TASK INSTRUCTIONS:
A single number is expected: the count of lines in the entries below that contain "railing".

GIVEN RECORDS:

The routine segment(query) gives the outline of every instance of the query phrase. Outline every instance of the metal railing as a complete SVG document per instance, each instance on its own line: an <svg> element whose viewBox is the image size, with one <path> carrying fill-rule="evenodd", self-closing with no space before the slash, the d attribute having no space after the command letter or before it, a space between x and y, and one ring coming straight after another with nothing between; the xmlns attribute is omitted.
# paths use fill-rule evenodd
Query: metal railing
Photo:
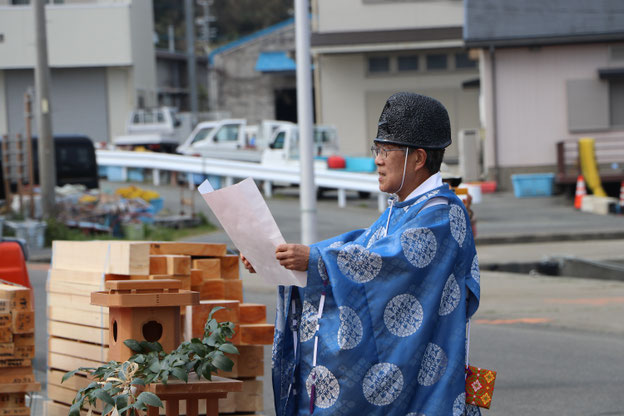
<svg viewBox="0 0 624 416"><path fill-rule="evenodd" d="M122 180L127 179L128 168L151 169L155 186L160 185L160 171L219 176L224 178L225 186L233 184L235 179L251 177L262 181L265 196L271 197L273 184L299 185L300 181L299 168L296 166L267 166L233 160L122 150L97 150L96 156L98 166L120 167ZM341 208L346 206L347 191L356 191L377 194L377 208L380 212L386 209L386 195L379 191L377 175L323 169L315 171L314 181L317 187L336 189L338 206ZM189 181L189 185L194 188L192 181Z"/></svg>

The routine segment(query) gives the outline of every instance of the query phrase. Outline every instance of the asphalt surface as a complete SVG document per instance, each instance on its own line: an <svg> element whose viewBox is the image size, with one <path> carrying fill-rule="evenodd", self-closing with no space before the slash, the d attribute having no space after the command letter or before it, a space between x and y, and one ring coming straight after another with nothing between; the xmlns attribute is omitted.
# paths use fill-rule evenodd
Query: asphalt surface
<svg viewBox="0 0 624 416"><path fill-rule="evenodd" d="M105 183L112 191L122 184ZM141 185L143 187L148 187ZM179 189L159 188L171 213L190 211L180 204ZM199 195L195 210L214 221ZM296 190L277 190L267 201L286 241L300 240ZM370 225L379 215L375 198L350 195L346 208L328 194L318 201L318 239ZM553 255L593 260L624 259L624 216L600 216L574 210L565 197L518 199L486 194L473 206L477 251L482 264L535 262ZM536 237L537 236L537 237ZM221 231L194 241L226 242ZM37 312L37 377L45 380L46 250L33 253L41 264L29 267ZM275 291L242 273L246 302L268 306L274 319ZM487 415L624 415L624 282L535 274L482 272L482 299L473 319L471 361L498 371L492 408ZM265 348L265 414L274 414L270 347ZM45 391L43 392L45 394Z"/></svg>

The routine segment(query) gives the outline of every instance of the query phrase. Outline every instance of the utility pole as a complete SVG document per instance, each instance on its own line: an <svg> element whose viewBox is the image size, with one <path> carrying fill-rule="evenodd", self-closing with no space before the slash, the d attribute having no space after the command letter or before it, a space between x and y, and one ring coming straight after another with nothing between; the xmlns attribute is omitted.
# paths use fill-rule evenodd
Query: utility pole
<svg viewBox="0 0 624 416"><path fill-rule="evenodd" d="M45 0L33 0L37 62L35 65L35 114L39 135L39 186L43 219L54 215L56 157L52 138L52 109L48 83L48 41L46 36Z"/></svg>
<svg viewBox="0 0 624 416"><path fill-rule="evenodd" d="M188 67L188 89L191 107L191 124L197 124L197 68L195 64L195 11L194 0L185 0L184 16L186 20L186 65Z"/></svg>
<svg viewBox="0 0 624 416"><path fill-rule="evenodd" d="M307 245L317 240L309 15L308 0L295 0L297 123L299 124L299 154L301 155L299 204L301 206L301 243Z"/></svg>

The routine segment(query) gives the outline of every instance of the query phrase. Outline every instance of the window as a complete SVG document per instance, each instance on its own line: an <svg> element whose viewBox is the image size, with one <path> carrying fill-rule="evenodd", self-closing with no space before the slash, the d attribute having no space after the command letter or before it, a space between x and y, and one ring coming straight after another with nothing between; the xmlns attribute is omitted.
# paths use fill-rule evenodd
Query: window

EXERCISE RESPONSE:
2